Learn how to survive when everyone else freaks the eff out

Nine out of 10 people who majored in science agree that the world will end in the next 10 to 5,100,000,000 years. In the event that this does happen (and it will!), are you prepared?

Assuming you answered no or just lied when you said yes, hit the Ballard Community Center on Saturday for Zombie Apocalypse Day and learn the best ways to murder zombies in the face. Or, like, prepare for a crisis and sustain life afterwards or whatever. The smorgasbord of people teaching you how to live on without WiFi include:

Z-Ultimate Self Defense Studio: You think people aren't going to try and steal your purse just because dollars no longer have any real monetary value?

Cascadia Edible Landscapes: They basically teach you how to make gardens in urban areas, but they may also teach you how to eat normal household things, like bushes and paintings by Bob Ross of trees. But probably more the former.

Red Cross: No idea what they do. Sounds religious?

Parkour Visions: Because you're going to need to run around and jump over cars, and scamper up walls when people realize you're hiding edible things from your urban garden in your purse.

Shelf Reliance: These people basically make actually high quality canned foodstuffs for long term preservation. Plus they have something called an emergency preparedness plan so you won't freak out when someone accidentally eats all of your THRIVE Bacon Textured Vegetable Protein 5,100,000,000 years from today.

**EXERCISE DIRECTIONS:**
Write out the Zombie Apocalypse Day text word for word, from "Learn how to" to "are you prepared?".

**LISTED RECORDS:**

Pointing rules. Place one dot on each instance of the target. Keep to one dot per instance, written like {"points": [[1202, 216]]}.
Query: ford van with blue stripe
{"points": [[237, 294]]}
==
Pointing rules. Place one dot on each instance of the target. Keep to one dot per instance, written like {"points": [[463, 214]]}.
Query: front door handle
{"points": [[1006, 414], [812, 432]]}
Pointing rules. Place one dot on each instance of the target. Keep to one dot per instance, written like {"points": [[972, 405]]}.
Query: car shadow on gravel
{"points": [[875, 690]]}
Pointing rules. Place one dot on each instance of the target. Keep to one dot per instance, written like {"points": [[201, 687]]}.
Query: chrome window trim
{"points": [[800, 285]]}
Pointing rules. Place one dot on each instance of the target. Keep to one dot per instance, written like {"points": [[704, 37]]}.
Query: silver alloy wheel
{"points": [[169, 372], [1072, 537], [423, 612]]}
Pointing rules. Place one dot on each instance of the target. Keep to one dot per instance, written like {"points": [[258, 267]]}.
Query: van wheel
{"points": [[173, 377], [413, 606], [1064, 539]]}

**RESPONSE AREA:**
Learn how to survive when everyone else freaks the eff out

Nine out of 10 people who majored in science agree that the world will end in the next 10 to 5,100,000,000 years. In the event that this does happen (and it will!), are you prepared?